DOCUMENT SECTION:
* * * * * * * * *

Feeder lines can set aside Dockers’ Clause says Dutch court
A preliminary court hearing in The Netherlands has ruled that the Non-Seafarers’ Work Clause, the so-called Dockers’ Clause of a collective bargaining agreement (CBA) which came into force on 1 January, should be set aside during the current pandemic.
In a case brought to court by the trade unions in an effort to get seafarer employers to comply with a negotiated CBA, the court felt that there was an issue with the “reasonableness and fairness” of the negotiation of this agreement, according to lawyers acting for the employers, in this case a number of feeder shipping lines and ship management companies.
Lawyers for the employers, including owners and charterers, successfully argued in a Rotterdam court that they were not a party to the CBA and that the agreement gave, poorly educated and demotivated, Dutch dockers a monopoly on container handling services.
Shipping lines want to continue the practice of crew handling lashing operations, which the unions say crew are not trained to do and therefore the practice is unsafe. In a preliminary hearing the court decided that the safety issue was not conclusive and that the current pandemic made it difficult for employers to comply with the Docker’s Clause.
The hearing took place on 6 August, but the ruling was released on 27 August, with the judge saying that compliance with the Dockers’ Clause during the current pandemic is “onerous” for ship managers and operators and that therefore “The interests of the Shipowner and the crew in the context of (public) health outweighs the importance of claimants in the present observant [sic] of the Non-Seafarers Work Clause.”
Furthermore the court decided that the Dockers’ Clause may be considered anti-competitive, in the sense that it contravenes EU competition law. A further hearing will be heard in the future to determine a final ruling on the case.

* * * * * * * * *

(Extracted records)
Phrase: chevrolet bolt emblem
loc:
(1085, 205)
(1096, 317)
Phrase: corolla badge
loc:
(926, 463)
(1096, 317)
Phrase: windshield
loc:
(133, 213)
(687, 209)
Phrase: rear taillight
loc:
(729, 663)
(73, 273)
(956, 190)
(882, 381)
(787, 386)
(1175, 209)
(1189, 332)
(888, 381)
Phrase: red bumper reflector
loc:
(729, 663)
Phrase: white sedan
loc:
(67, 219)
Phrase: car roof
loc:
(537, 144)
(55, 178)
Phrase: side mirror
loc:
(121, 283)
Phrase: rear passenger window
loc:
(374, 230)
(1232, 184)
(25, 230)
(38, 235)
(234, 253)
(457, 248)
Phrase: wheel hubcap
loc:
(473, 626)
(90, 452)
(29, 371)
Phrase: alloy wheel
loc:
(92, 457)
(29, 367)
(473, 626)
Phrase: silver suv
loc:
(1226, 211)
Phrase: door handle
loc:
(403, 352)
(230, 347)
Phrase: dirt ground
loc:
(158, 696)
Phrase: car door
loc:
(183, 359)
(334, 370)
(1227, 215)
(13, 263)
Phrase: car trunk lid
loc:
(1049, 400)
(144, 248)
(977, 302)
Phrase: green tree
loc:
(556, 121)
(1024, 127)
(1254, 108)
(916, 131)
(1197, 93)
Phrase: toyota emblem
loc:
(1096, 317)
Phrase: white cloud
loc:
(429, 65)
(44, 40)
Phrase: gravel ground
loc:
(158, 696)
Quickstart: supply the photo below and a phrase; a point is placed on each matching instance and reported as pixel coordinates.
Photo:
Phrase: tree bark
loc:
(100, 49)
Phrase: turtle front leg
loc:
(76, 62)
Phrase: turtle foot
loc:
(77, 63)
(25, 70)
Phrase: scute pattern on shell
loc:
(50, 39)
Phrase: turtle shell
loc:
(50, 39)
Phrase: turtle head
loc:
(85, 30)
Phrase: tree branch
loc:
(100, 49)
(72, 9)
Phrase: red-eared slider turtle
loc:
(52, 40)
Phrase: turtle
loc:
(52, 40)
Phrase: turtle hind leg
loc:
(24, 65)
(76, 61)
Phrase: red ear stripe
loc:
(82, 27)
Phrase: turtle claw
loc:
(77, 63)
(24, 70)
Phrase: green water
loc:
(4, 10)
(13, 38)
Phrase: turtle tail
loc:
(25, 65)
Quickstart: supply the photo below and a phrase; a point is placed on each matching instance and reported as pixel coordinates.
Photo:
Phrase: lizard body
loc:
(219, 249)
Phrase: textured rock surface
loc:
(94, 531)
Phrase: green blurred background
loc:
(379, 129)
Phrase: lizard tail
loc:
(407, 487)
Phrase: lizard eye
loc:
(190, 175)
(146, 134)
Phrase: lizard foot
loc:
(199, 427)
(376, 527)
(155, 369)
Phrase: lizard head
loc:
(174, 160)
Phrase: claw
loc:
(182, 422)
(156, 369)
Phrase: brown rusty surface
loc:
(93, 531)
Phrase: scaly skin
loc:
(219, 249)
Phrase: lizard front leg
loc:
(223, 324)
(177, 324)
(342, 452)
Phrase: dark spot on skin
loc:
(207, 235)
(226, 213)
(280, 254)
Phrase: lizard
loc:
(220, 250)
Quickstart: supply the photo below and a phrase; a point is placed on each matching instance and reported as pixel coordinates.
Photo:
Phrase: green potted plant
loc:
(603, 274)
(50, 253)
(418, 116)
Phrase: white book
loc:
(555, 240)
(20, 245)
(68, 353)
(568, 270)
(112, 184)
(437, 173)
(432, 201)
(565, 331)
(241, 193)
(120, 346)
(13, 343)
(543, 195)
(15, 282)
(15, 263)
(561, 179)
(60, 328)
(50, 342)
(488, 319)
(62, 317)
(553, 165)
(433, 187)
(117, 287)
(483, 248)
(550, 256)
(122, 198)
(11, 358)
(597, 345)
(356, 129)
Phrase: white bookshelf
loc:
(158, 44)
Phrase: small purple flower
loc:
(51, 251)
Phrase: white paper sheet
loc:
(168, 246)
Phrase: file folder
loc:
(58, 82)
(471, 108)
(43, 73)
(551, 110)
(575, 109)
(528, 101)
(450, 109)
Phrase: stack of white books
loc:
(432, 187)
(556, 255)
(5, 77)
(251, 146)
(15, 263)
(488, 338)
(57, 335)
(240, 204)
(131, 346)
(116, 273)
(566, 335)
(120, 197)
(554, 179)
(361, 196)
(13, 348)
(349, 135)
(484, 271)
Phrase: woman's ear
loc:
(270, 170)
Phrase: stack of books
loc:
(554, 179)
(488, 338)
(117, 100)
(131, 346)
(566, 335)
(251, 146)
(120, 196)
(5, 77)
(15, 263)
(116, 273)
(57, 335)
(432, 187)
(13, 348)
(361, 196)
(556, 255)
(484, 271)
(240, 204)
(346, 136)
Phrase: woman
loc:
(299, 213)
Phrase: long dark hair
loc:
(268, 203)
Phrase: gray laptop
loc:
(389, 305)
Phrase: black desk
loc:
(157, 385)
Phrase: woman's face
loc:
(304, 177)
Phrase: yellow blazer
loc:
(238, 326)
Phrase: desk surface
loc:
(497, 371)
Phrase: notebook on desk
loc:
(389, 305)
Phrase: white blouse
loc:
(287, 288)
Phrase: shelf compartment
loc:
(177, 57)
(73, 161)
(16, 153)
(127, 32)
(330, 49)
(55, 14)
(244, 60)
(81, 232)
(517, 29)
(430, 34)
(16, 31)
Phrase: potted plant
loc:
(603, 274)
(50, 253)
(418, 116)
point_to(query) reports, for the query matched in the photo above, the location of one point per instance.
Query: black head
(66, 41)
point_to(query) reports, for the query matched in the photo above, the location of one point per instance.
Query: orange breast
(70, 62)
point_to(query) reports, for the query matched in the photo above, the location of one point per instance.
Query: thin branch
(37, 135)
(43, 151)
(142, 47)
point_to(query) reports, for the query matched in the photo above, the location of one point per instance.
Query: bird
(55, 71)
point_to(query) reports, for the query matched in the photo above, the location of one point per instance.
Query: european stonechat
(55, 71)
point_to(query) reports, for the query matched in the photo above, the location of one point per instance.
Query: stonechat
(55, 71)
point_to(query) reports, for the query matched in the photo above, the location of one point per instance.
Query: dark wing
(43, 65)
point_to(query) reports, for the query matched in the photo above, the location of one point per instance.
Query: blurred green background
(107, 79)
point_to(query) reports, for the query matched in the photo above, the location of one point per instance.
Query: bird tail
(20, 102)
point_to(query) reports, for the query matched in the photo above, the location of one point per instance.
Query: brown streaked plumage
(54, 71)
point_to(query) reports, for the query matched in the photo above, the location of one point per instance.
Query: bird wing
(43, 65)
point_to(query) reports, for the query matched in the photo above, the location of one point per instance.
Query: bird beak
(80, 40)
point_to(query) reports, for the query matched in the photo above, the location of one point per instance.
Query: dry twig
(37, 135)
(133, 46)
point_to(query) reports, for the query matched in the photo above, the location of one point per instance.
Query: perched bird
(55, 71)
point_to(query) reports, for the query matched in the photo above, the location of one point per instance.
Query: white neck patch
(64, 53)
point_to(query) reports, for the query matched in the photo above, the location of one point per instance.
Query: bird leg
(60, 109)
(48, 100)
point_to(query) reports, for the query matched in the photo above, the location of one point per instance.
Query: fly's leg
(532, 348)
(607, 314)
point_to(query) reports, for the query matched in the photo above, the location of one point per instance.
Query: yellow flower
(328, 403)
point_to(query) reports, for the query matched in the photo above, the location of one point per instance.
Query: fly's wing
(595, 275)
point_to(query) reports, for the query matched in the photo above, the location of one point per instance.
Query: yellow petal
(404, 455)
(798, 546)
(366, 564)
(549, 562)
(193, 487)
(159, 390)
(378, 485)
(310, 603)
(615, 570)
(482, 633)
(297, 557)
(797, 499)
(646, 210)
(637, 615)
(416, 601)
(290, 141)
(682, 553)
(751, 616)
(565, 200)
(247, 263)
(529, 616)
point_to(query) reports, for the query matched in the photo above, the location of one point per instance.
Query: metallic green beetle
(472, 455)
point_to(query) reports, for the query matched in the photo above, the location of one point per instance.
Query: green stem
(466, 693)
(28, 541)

* * * * * * * * *

ACTION ITEM A:
According to the article on the Dockers' Clause ruling, on what date was the ruling released?
ACTION ITEM B:
Resume the article on the Dockers' Clause ruling from the point at which it stops.
The data above play no part in this work.

EXPECTED ANSWER A:
27 August

EXPECTED ANSWER B:
One of the Plaintiffs in the case, the International Transport Workers’ Federation (ITF) said today, “We are waiting for an English language translation of the judgment before we can analyse the outcome in detail.”
The ITF added that, The Dutch court, “Unfortunately, refrained from immediately ordering a shipowner and manning agents to comply with the Non-Seafarers’ Work Clause.”
The union said, “Despite the decision to dismiss the unions’ preliminary request to prohibit the lashing by seafarers immediately in advance of the results of main proceedings, unions believe that the agreement is clear that this cargo handling work must be undertaken by trained, experienced dockers when they are present; putting an end the dangerous practice of fatigued seafarers undertaking lashing.”
Representatives from the law firm AKD Benelux, who represent the charterers, said “The Shipowner does not dispute that it is contractually bound by the Special Agreement containing the Non-Seafarers Work Clause, but appeals to the reasonableness and fairness, the relative impossibility of complying in the changed circumstances.”
AKD Benelux lawyer, Gerdien van der Voet, told Container News, “The charterers and owners were not involved in the negotiation of the Dockers’ Clause,” she added, “They [owners and charterers] were confronted by a fact over which they had no influence.”
However, van der Voet conceded that it was not possible for all owners and charterers to be involved in collective bargaining negotiations and the Joint Negotiating Group (JNG) which handled the discussions with unions did have representatives from the ship owners and others involved.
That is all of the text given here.